§ WRITTEN EXERCISE: Count the lines in the listing below that contain the word "window", and reply with the number alone.

§ DATA SUPPLIED:

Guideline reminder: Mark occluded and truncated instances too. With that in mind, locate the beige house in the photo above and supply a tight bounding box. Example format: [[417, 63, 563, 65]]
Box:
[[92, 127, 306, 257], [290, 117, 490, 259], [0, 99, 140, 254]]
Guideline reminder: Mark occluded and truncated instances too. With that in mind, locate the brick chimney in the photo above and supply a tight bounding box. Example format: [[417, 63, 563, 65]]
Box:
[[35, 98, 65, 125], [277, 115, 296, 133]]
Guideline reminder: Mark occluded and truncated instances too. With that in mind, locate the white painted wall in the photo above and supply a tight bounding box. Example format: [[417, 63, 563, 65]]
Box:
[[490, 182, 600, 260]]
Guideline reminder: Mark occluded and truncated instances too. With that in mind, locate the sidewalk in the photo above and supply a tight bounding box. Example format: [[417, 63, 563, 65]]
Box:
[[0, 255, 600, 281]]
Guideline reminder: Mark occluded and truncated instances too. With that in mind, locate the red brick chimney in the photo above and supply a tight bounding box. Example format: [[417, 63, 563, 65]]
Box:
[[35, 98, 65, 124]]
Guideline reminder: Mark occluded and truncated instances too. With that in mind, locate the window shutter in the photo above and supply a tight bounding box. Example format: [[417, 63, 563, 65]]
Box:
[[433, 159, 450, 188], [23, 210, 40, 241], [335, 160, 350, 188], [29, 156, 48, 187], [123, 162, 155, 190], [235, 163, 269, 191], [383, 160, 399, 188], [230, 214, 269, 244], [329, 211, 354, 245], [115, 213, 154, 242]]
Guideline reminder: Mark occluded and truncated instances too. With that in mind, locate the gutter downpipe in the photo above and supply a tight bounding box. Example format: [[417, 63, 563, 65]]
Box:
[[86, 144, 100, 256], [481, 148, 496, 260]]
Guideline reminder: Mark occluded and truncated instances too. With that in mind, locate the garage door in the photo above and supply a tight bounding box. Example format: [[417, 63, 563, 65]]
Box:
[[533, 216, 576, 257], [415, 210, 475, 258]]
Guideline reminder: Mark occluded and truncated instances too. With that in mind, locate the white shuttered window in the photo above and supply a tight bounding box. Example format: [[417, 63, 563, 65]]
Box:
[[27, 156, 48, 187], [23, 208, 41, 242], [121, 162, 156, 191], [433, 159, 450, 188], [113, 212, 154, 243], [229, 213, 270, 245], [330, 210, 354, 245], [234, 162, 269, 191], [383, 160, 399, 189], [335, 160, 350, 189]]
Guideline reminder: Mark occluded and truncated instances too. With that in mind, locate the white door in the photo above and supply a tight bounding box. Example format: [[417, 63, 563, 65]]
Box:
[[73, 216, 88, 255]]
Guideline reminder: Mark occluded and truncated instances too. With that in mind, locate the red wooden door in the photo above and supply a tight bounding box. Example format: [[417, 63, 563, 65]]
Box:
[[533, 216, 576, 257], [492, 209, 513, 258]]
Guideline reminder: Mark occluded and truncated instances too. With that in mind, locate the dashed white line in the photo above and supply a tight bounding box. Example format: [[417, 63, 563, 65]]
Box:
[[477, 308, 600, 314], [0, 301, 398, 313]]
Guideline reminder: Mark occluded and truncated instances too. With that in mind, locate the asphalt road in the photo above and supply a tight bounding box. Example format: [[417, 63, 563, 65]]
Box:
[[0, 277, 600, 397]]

§ FINAL RESULT: 2